● To be done
Count the lines below that contain the string "black". Report only the resulting number.

● Material provided

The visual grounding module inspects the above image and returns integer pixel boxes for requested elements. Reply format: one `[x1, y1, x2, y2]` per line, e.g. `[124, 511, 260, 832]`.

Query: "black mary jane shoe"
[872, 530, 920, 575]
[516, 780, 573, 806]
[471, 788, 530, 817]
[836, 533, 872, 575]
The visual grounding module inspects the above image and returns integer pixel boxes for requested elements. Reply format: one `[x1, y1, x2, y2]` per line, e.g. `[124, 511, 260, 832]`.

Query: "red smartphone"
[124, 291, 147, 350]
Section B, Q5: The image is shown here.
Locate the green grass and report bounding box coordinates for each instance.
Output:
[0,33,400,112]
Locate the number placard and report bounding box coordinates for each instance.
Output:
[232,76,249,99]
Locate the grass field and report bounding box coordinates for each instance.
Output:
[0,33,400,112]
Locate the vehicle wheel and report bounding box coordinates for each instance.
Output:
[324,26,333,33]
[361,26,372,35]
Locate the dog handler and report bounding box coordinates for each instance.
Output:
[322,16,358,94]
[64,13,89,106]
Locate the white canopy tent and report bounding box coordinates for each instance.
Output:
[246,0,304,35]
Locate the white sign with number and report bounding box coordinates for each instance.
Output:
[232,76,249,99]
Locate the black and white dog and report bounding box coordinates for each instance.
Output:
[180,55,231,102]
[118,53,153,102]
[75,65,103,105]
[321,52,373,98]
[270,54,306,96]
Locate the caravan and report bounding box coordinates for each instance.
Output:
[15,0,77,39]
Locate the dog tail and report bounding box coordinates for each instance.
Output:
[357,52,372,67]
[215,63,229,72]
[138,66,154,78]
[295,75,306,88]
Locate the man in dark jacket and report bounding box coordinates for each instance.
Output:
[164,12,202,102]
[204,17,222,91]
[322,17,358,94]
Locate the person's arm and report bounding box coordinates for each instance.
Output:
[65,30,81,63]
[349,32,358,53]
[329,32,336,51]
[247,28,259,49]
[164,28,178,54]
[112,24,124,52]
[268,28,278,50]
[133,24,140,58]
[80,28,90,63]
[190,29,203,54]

● Response to the exercise
2